> **What you should do**: Could you switch every "Identify" to "Locate" in the items between the lines holding "Identify the purple orchid bud" and "pixel 289 390", inclusive, and repeat only those lines with nothing else changed?

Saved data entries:
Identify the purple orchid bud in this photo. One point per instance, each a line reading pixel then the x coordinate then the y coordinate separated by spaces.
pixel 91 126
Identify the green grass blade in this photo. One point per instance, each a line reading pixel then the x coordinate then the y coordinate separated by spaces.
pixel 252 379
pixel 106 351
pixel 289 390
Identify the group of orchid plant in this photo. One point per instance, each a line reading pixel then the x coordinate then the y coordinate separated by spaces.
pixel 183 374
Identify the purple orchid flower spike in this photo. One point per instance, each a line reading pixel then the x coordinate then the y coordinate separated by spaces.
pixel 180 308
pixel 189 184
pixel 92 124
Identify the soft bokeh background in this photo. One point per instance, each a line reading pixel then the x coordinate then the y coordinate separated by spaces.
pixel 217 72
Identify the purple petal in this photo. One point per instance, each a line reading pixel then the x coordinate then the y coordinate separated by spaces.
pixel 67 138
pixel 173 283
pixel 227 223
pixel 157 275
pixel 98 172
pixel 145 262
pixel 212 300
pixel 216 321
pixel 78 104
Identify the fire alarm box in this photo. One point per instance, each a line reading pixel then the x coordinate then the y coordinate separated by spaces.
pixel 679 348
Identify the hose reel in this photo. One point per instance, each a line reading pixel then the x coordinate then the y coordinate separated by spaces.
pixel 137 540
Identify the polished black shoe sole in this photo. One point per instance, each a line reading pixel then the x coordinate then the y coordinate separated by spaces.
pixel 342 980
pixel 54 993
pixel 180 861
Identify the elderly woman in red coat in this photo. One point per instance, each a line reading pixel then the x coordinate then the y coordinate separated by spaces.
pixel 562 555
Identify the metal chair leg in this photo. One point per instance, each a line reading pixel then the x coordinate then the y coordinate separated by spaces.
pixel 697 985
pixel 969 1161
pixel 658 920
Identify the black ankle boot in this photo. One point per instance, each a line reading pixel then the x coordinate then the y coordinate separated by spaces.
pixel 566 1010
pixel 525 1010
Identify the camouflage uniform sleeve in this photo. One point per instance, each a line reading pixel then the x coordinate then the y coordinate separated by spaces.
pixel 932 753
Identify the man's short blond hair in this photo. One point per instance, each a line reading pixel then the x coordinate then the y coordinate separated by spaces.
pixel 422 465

==

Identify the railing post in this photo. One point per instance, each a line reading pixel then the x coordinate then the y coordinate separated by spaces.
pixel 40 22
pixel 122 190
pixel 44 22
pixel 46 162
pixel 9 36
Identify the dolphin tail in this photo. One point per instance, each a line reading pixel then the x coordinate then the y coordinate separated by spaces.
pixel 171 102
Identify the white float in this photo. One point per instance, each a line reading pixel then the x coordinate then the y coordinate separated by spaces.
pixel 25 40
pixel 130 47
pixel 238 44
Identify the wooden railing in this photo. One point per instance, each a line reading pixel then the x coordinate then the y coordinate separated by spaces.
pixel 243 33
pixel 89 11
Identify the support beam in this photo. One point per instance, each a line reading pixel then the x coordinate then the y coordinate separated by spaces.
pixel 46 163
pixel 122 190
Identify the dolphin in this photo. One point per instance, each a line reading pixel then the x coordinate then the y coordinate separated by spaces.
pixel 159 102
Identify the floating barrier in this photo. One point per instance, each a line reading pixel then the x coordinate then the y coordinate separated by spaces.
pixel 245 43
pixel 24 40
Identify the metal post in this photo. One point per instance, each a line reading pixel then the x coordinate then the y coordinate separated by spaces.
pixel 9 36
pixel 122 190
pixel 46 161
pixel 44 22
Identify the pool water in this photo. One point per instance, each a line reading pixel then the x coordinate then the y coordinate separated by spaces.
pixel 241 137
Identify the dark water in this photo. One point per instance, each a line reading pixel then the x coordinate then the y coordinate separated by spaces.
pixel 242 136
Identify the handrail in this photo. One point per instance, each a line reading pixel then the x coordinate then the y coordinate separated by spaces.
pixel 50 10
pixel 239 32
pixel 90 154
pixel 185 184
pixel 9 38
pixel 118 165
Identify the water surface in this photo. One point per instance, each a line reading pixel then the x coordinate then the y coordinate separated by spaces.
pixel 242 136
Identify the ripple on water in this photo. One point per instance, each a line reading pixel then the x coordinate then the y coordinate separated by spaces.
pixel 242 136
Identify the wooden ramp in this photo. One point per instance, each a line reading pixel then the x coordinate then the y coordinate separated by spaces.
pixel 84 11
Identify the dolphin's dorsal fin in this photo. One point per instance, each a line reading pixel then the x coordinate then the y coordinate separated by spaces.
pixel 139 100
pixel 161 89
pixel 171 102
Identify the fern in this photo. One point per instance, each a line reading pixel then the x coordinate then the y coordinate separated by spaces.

==

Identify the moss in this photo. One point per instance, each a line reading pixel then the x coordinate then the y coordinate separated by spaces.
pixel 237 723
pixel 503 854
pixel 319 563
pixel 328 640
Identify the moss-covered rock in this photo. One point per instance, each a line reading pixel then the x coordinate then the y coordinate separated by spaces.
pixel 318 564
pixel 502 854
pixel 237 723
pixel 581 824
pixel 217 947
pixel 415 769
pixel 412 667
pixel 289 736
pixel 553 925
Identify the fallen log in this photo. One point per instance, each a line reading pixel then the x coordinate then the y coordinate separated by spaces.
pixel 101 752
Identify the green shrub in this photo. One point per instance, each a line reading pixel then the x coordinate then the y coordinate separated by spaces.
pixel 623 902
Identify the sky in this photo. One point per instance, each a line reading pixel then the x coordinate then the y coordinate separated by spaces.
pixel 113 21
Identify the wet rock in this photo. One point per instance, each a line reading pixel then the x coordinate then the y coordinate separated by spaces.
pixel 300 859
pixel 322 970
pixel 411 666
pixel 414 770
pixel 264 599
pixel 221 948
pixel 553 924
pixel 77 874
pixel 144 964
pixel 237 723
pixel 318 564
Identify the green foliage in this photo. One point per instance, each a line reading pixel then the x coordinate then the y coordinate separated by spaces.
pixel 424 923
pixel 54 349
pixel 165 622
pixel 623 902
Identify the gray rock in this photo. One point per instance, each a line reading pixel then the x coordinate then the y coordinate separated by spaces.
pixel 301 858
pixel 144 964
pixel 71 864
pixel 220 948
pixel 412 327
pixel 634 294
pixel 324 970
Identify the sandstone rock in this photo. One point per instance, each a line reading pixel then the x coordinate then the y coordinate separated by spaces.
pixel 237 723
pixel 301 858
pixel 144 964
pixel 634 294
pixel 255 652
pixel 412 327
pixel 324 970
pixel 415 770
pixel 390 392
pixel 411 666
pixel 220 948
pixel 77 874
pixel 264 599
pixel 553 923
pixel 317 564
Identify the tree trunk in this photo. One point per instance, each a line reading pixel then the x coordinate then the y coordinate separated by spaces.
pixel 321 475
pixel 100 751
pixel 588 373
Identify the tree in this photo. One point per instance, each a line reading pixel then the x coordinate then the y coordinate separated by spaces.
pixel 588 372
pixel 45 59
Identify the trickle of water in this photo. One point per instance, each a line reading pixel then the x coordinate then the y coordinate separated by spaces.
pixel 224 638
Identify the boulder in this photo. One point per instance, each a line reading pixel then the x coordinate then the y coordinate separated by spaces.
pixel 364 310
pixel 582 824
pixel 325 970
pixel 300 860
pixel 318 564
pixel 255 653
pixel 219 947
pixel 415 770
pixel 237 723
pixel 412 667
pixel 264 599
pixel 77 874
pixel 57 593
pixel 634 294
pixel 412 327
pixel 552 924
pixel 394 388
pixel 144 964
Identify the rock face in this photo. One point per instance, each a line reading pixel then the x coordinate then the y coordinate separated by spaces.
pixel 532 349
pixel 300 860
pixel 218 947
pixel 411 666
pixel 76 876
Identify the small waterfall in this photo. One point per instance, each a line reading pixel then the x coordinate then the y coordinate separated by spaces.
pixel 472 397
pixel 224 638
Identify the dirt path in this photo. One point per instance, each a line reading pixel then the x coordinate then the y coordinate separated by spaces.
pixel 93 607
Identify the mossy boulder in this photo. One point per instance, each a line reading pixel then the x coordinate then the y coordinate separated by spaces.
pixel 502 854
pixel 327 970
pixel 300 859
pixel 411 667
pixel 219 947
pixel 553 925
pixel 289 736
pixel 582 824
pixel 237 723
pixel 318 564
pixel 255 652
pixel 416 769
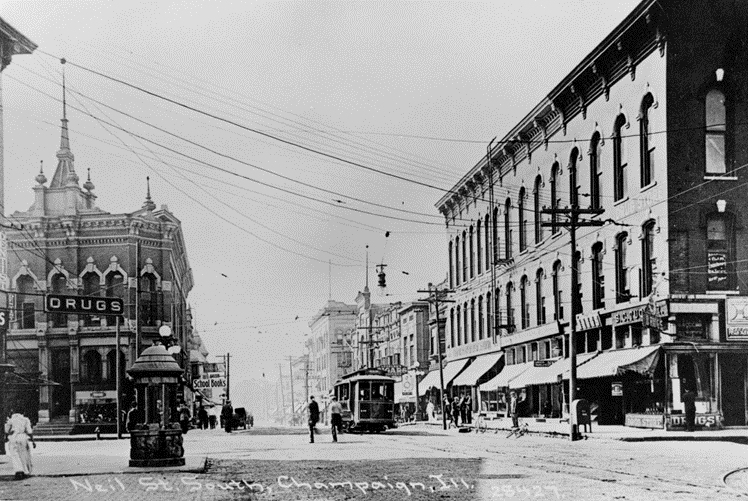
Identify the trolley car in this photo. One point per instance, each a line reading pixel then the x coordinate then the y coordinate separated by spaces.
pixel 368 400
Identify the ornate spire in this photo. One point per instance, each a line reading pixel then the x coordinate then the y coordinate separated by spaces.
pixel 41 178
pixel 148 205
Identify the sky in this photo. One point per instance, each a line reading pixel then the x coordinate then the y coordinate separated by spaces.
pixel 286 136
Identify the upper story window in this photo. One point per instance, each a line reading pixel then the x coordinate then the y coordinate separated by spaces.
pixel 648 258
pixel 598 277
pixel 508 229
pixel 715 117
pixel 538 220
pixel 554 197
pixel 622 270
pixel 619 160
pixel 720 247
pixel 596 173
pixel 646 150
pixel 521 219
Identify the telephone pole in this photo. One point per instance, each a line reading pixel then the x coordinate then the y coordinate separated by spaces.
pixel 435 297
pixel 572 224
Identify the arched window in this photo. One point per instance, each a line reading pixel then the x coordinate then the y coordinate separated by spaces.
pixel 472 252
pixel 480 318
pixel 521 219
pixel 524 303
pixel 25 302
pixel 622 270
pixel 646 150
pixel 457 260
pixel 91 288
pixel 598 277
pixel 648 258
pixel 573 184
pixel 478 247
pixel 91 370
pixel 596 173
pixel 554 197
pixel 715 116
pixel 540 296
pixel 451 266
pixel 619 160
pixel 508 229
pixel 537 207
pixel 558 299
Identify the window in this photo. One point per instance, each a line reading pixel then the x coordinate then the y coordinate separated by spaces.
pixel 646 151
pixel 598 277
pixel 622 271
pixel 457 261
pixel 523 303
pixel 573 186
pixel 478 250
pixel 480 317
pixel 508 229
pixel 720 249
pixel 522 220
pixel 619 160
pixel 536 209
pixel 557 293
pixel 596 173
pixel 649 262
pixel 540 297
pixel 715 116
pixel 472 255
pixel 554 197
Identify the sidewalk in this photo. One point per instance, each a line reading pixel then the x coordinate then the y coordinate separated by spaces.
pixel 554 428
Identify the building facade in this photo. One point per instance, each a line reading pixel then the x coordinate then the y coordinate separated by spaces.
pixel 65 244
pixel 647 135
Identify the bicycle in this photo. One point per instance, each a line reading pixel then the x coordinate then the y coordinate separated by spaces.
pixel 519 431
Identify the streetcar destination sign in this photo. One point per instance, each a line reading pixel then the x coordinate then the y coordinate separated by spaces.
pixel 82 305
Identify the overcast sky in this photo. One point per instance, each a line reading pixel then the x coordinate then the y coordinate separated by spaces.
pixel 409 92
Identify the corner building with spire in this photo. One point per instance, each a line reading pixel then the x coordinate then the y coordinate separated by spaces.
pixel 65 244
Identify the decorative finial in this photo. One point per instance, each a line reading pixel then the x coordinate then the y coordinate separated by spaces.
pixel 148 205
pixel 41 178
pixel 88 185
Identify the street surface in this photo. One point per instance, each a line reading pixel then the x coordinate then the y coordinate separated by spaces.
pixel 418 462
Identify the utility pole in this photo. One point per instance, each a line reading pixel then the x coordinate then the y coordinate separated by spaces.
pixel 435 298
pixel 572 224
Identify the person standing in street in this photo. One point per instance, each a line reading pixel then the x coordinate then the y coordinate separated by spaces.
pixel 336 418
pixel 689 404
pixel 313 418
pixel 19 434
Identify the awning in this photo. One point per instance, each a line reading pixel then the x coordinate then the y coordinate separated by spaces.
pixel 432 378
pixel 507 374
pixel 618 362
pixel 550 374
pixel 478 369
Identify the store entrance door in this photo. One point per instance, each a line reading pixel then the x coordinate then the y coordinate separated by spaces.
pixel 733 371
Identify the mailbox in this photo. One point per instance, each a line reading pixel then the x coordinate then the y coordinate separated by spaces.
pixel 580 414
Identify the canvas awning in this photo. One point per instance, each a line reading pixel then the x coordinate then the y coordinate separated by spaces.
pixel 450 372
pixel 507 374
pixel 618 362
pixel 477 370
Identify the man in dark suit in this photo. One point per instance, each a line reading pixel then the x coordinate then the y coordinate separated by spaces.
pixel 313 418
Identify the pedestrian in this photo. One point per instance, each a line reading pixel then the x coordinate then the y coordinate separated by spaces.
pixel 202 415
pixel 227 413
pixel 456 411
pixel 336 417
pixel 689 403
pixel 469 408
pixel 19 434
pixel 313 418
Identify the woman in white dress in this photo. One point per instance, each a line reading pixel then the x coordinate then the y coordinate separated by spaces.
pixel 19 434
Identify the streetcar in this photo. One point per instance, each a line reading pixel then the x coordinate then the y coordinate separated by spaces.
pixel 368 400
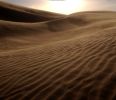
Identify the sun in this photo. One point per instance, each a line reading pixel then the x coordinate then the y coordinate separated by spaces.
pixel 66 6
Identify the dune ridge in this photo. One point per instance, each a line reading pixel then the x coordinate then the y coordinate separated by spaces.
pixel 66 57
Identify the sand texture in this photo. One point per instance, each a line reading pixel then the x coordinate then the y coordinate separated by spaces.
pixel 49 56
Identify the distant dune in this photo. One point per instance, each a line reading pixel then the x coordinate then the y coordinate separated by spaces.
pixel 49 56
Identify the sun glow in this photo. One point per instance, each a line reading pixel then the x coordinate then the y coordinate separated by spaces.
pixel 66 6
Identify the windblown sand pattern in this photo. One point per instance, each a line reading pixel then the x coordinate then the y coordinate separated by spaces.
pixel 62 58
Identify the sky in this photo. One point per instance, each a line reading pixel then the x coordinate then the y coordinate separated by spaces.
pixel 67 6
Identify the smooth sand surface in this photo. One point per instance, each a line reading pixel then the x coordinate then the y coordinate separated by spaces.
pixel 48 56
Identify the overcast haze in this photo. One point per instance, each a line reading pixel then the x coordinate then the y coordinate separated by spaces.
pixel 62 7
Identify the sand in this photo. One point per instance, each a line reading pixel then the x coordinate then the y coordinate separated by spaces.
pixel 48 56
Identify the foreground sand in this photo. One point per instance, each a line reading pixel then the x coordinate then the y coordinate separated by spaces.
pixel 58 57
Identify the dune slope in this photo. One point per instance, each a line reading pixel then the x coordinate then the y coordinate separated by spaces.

> **Result for this exercise**:
Locate the purple orchid bud in this photo. One point per instance, each a line reading pixel then the x coordinate then the y coordinate separated by spaces.
pixel 91 126
Locate the green grass blade in this photo. One point per instance, each a line reading pixel then the x coordinate then the y coordinate separated by spaces.
pixel 252 379
pixel 106 351
pixel 289 390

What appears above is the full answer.